Point-labeling examples:
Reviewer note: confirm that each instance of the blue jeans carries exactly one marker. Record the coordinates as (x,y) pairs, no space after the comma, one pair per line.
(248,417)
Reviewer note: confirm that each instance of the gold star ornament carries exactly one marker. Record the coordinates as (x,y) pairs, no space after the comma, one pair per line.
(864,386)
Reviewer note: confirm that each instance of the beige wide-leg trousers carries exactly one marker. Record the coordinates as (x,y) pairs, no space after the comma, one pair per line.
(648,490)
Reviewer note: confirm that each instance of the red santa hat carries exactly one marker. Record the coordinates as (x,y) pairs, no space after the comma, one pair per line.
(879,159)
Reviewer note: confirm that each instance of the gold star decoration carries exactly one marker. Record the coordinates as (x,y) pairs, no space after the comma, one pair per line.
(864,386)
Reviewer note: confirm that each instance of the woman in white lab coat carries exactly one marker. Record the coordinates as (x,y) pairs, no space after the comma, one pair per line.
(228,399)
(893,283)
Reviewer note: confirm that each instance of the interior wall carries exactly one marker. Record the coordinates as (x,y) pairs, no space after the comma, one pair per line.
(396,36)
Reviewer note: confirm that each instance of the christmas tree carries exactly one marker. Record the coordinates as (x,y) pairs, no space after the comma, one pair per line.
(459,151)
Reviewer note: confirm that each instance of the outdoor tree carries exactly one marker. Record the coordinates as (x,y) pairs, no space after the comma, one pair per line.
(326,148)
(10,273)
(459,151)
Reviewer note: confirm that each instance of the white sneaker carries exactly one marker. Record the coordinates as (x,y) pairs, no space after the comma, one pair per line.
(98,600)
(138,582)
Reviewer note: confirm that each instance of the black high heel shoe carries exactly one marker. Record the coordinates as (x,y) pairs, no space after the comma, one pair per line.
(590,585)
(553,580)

## EXERCISE
Write out again every line from the one containing "Reviewer note: confirm that each instance of the white" down to the last line above, adding 72 to each coordinate in the answers and leaving all other text as it is.

## SOLUTION TO THIS PROBLEM
Reviewer note: confirm that each instance of the white sneaker carries exactly one marker. Record the coordinates as (x,y) pairs, no space after the comma, one pair per line.
(170,672)
(210,654)
Reviewer note: confirm that each instance of the black high heel shoe carries exactly one marker. Record the coordinates as (x,y) pairs, no space after the comma, one pair per line.
(662,657)
(625,652)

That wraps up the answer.